• EXTRAIT DU TEXTE:
---------------
Enfin, afin de soutenir la croissance et la productivité, au-delà de l’approfondissement d’une union bancaire et de l’épargne, permettant de renforcer l’investissement au niveau européen, le FMI propose de déréguler davantage l’accès aux marchés des entreprises et de baisser la charge réglementaire sur les PME. En appui de nouvelles mesures pourraient être envisagées : « nouvelles réformes des prestations sociales afin de renforcer les incitations à travailler » et améliorer la formation des femmes afin de soutenir leurs carrières dans les STIM (Sciences, technologiques, ingénierie et mathématiques).
Un regard sur l’Italie, présentant un tout autre visage
Le FMI a rendu peu de temps après les premières lignes de ses conclusions s’agissant de notre voisine l’Italie, le 29 mai dernier[5]. Et les difficultés de l’Italie sont bien différentes que la France malgré un endettement notoirement plus élevé.
---------------
• DONNÉES FOURNIES:

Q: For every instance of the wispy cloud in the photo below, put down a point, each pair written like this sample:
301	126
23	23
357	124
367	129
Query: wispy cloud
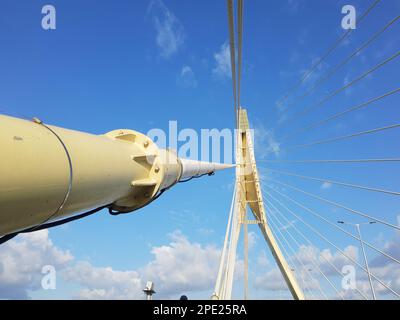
---------------
• CONSIGNES:
• 1. Reformulez sous forme de liste le paragraphe de l'extrait qui commence par « Enfin, afin de soutenir la croissance », en conservant ses faits principaux.
• 2. Reproduisez le passage de l'extrait qui commence par "Enfin, afin de" et se poursuit jusqu'à "ingénierie et mathématiques).".
• 3. Répondez aux questions suivantes d'après l'extrait.
(a) Sur quelles entreprises le FMI propose-t-il de baisser la charge réglementaire ?
(b) Dans quels domaines la formation des femmes devrait-elle soutenir leurs carrières ?
(c) À quelle date le FMI a-t-il rendu les premières lignes de ses conclusions sur l'Italie ?
Appuyez-vous uniquement sur l'extrait.

• RÉPONSES:
• 1.
- Objectif : soutenir la croissance et la productivité.
- Outre l'approfondissement d'une union bancaire et de l'épargne, qui renforcerait l'investissement au niveau européen, le FMI propose de déréguler davantage l'accès des entreprises aux marchés.
- Il propose aussi de baisser la charge réglementaire sur les PME.
- Mesures d'appui envisageables : de nouvelles réformes des prestations sociales pour renforcer les incitations à travailler.
- Autre mesure d'appui : une meilleure formation des femmes pour soutenir leurs carrières dans les STIM (sciences, technologie, ingénierie et mathématiques).

• 2.
Enfin, afin de soutenir la croissance et la productivité, au-delà de l’approfondissement d’une union bancaire et de l’épargne, permettant de renforcer l’investissement au niveau européen, le FMI propose de déréguler davantage l’accès aux marchés des entreprises et de baisser la charge réglementaire sur les PME. En appui de nouvelles mesures pourraient être envisagées : « nouvelles réformes des prestations sociales afin de renforcer les incitations à travailler » et améliorer la formation des femmes afin de soutenir leurs carrières dans les STIM (Sciences, technologiques, ingénierie et mathématiques).

• 3.
(a) Sur les PME.
(b) Dans les STIM (sciences, technologie, ingénierie et mathématiques).
(c) Le 29 mai.